Data for this exercise Block Start

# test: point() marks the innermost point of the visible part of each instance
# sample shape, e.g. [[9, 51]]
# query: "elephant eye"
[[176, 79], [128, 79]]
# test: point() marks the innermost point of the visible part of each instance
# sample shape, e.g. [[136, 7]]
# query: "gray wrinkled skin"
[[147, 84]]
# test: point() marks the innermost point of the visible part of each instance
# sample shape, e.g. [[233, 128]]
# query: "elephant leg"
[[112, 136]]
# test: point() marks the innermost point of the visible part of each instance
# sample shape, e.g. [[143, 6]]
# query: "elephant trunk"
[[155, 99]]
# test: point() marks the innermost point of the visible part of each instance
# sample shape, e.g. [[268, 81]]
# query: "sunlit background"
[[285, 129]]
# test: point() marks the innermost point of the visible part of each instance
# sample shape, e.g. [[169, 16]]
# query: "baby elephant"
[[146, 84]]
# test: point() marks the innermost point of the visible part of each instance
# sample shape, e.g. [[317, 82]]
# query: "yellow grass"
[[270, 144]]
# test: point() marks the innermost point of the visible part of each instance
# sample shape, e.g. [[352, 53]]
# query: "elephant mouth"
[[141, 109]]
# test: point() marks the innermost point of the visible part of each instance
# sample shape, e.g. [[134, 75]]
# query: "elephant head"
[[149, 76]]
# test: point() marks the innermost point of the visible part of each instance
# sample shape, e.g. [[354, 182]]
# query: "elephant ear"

Data for this exercise Block End
Data for this exercise Block Start

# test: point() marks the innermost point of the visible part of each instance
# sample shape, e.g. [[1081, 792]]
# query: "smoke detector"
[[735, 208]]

Data for this exercise Block End

Show the lines of the listing above with "sample".

# sample shape, e.g. [[9, 51]]
# sample shape, e.g. [[136, 7]]
# sample shape, e.g. [[233, 128]]
# sample shape, e.g. [[143, 6]]
# sample shape, e.g. [[268, 81]]
# sample shape, e.g. [[169, 16]]
# sample shape, e.g. [[317, 82]]
# sample shape, e.g. [[352, 53]]
# sample shape, e.g. [[134, 75]]
# sample shape, e.g. [[354, 182]]
# sample shape, e.g. [[1081, 792]]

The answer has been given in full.